= Beginning of Section =
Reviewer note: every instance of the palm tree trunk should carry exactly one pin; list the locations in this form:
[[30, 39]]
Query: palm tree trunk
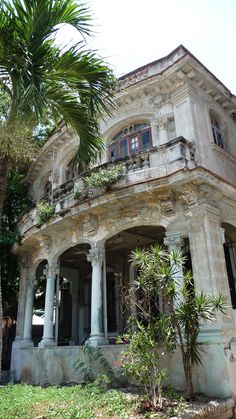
[[3, 177]]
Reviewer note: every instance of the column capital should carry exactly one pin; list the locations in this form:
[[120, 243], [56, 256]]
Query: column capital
[[24, 264], [174, 241], [96, 256], [51, 270]]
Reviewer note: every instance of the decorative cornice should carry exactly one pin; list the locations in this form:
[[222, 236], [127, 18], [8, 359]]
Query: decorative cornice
[[174, 241], [96, 256], [51, 271], [167, 203]]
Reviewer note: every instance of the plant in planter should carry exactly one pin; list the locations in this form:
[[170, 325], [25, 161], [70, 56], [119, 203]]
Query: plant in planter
[[44, 211], [105, 177], [77, 191]]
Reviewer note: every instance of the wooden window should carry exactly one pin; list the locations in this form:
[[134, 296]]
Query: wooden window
[[131, 140], [217, 132]]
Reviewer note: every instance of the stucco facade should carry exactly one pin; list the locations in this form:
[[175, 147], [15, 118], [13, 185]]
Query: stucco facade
[[174, 132]]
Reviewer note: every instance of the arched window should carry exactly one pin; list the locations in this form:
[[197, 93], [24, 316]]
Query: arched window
[[48, 189], [217, 131], [130, 140]]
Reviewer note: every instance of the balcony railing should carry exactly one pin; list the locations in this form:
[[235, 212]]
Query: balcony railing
[[154, 163]]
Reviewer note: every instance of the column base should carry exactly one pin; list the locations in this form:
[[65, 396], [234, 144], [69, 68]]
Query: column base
[[26, 343], [97, 340], [46, 343]]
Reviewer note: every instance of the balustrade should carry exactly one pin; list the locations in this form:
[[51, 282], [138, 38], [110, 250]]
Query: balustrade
[[174, 155]]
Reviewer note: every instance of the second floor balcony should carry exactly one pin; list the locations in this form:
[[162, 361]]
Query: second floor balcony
[[154, 163]]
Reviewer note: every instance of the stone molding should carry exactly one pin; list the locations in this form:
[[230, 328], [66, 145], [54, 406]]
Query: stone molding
[[51, 271], [96, 256], [167, 204], [174, 241]]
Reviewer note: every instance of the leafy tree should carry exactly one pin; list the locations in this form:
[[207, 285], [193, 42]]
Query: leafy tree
[[167, 314], [38, 78]]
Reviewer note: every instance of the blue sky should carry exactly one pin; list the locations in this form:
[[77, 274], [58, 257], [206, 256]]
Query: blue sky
[[132, 33]]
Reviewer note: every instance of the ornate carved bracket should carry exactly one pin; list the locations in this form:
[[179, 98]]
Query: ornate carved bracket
[[96, 256]]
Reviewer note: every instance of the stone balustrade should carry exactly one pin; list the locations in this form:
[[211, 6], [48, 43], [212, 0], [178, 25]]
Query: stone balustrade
[[154, 163]]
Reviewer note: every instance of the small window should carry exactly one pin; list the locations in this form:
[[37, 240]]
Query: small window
[[123, 147], [146, 139], [217, 132], [48, 189], [131, 139], [134, 144], [73, 171]]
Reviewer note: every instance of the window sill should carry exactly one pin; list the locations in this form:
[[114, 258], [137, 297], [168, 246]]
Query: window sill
[[224, 153]]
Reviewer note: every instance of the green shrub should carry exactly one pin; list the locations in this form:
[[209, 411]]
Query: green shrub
[[44, 211], [105, 177], [76, 194]]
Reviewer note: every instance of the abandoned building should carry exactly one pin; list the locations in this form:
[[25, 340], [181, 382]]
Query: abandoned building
= End of Section =
→ What you need to do
Among the lines of the records above, count those holding the string "building", and report only the number.

→ Worked solution
2